(Deine Aufgaben):
1 - Wie viel Schmerzensgeld wollten die Eltern laut dem Bericht über das Urteil vom Krankenhaus haben?
2 - Schreib alle Zeitangaben aus Monat und Jahr auf, die im Bericht über das Urteil vorkommen.
3 - Führ den Bericht über das Urteil des Oberlandesgerichts Hamm nach seinem letzten Satz weiter.

Wie der 26. Zivilsenat des Oberlandesgerichts Hamm mitteilt, hat man auf Basis dieser Annahme jetzt die erstinstanzliche Entscheidung des Landgerichts Bielefeld bestätigt, bei der die Schadensersatzklage eines Elternpaars aus Bad Oeynhausen erfolglos geblieben ist. Sie hatten ein Krankenhaus auf 500.000 Euro Schmerzensgeld verklagt, nachdem ihr Kind dort im Alter von 2 ½ Jahren verstorben war.

Beim Aufklärungsgespräch war nur die Mutter anwesend

Das im November 2008 in der 32. Schwangerschaftswoche mit multiplen Krankheitssymptomen geborene Mädchen wurde nach der Geburt zunächst im Herzzentrum Bad Oeynhausen betreut. Im Januar 2009 erfolgte ihre Verlegung auf die kinderchirurgische Klinik des beklagten Krankenhauses zur diagnostischen operativen Biopsie mit dem Zweck des Ausschlusses eines Morbus Hirschsprung. Bei dem ärztlichen Aufklärungsgespräch war nur die Mutter anwesend, die auch den anästhesistischen Aufklärungsbogen allein unterzeichnete.

Im Rahmen der kurz darauf durchgeführten Operation kam es zu Schwierigkeiten bei der Intubation und Beatmung des Kindes, sodass letztlich vom operativen Eingriff abgesehen wurde. In der Folgezeit wurde das Kind fast durchgehend in Krankenhäusern behandelt, bevor es im Juli 2011 verstarb.

Vorwurf schwerer Behandlungsfehler

Die Eltern klagten auf Schadenersatz und warfen den Ärzten schwere Behandlungsfehler vor, durch die ihre Tochter (infolge von Sauerstoffunterversorgung) schwerste Schäden am Gehirn und weiteren Organen erlitten habe. Diese Vorwürfe konnten im erstinstanzlichen Verfahren allerdings nicht bestätigt werden.

Im Berufungsverfahren vor dem Oberlandesgericht Hamm machten die Eltern zusätzlich geltend, vor dem Eingriff der Beklagten nicht hinreichend über Risiken und Behandlungsalternativen aufgeklärt worden zu sein. Zudem habe der Vater gar keine Einwilligung erteilt, obwohl dies zwingend erforderlich gewesen sei.

(Gespeicherte Einträge)
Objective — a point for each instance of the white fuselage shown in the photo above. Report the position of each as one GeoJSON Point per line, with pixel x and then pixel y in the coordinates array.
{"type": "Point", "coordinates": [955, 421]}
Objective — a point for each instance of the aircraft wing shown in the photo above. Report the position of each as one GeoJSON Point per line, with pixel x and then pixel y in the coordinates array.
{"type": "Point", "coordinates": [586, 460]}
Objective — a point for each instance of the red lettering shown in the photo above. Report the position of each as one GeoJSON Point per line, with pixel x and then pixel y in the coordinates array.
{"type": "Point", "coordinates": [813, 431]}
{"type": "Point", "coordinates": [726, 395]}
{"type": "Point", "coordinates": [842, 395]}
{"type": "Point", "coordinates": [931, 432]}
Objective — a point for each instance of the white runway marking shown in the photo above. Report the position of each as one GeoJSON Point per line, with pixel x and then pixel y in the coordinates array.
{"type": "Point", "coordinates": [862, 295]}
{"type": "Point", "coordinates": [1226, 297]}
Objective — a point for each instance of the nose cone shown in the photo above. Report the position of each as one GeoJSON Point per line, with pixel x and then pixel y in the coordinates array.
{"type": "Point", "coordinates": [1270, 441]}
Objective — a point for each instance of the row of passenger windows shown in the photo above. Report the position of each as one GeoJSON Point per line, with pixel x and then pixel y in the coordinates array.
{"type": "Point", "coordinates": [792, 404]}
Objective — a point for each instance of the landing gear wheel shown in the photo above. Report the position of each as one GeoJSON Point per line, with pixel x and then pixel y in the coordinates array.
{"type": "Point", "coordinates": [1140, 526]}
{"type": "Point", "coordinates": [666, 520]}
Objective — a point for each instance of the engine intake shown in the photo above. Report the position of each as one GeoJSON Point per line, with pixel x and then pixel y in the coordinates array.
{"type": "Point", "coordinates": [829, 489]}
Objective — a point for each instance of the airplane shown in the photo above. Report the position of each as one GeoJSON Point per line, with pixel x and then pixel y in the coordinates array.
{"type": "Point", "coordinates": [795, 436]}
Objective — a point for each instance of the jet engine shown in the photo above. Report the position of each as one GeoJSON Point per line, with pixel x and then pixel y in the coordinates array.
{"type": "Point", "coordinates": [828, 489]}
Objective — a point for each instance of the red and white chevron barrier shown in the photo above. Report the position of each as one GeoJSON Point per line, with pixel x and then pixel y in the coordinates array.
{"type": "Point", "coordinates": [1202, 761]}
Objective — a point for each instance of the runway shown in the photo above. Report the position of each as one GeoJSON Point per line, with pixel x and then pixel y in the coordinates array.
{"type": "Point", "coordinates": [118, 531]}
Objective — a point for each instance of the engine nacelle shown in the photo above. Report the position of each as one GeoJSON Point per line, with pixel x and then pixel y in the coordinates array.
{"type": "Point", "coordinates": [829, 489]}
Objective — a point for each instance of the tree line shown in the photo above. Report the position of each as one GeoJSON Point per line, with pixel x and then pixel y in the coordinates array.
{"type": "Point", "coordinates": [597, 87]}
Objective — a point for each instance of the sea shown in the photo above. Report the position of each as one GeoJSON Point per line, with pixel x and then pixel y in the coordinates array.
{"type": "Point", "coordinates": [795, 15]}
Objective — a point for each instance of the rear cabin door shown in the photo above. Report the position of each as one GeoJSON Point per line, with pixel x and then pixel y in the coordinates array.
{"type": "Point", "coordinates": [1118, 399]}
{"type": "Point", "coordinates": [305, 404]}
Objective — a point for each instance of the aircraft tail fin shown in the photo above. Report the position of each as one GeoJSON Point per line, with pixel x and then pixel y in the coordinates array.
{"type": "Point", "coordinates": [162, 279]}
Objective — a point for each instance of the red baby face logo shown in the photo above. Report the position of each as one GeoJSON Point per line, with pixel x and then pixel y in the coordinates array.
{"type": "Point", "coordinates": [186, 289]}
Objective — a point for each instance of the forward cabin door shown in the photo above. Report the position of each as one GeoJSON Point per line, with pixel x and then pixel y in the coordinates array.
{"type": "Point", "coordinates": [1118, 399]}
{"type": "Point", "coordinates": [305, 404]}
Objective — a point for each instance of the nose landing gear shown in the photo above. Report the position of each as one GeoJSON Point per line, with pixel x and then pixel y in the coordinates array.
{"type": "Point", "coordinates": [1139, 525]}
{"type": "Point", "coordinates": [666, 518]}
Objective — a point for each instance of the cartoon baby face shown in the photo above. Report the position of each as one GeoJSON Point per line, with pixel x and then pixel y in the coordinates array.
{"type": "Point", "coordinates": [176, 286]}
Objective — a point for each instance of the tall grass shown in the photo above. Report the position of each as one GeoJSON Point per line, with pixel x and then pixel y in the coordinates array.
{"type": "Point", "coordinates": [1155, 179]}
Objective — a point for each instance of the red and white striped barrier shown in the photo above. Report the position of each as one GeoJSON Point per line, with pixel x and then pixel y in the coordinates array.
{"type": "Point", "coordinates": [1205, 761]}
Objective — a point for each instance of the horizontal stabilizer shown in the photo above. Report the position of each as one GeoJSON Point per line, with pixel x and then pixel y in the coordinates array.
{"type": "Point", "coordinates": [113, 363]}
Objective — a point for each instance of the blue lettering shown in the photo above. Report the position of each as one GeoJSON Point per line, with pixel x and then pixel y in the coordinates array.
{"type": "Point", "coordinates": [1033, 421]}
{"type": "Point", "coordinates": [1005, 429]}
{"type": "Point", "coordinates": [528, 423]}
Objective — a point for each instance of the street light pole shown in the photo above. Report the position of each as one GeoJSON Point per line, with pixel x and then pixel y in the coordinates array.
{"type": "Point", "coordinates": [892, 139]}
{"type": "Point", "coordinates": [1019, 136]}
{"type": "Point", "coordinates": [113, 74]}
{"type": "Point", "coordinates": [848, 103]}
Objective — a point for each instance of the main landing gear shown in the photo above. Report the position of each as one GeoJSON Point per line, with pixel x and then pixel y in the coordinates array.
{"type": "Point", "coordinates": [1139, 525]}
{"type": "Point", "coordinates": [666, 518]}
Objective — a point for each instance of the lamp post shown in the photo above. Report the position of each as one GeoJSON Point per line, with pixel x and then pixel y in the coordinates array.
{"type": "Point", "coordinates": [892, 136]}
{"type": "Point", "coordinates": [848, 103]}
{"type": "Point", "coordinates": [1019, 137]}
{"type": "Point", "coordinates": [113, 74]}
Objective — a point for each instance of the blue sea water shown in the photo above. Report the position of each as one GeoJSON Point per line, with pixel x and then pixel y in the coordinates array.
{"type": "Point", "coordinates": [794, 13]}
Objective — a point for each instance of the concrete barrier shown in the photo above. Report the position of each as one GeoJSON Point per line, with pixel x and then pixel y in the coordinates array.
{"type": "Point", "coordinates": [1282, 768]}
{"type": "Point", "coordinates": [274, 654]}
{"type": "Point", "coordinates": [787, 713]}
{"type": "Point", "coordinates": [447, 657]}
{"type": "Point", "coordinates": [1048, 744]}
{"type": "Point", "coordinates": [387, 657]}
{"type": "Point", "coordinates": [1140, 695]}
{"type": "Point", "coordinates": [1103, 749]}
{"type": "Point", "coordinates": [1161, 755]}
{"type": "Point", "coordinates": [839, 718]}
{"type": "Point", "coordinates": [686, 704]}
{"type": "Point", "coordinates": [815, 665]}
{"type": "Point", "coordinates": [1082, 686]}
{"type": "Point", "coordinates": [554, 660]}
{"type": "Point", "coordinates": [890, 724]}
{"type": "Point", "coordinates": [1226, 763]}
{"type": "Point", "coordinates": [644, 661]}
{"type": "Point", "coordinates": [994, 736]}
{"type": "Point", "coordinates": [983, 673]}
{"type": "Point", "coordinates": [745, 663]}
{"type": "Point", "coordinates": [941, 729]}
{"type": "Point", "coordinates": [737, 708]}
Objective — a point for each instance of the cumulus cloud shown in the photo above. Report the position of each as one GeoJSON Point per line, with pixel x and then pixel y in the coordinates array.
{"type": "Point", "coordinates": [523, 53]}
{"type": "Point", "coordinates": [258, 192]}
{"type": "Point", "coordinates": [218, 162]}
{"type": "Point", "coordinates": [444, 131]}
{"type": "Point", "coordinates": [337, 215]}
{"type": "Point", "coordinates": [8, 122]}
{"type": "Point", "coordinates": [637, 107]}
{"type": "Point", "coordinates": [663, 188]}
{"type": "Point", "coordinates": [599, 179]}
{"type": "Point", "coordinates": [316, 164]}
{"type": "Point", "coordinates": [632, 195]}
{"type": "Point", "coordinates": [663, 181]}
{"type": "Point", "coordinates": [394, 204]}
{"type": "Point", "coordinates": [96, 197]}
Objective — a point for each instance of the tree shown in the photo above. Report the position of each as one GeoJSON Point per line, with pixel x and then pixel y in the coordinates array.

(Die Antworten):
1 - 500.000 Euro.

2 - November 2008, Januar 2009, Juli 2011

3 -
Vater habe gar keine Einwilligung erteilt

Die Schadensersatzklage blieb trotzdem auch in der Berufungsinstanz erfolglos. Der 26. Zivilsenat des Oberlandesgerichts Hamm konnte keinen Aufklärungsfehler feststellen. Die vom Senat durchgeführte Beweisaufnahme habe ergeben, so der Senat, dass die Klägerin vor dem Eingriff hinreichend über die mit der Narkose verbundenen Behandlungsrisiken aufgeklärt worden sei. Da es keine Behandlungsalternativen gegeben habe, habe über solche auch nicht aufgeklärt werden müssen.

Die Einwilligung der Kläger in die Behandlung sei auch nicht unwirksam gewesen, weil nur die Mutter am Aufklärungsgespräch teilgenommen und den Aufklärungsbogen unterzeichnet habe. Grundsätzlich müssten zwar beide sorgeberechtigten Eltern einem ärztlichen Heileingriff bei ihrem minderjährigen Kind zustimmen. Erscheine nur ein Elternteil mit dem Kind beim Arzt, dürfe dieser allerdings in von der Rechtsprechung präzisierten Ausnahmefällen darauf vertrauen, dass der abwesende Elternteil den erschienenen Elternteil zur Einwilligung in den ärztlichen Eingriff ermächtigt habe.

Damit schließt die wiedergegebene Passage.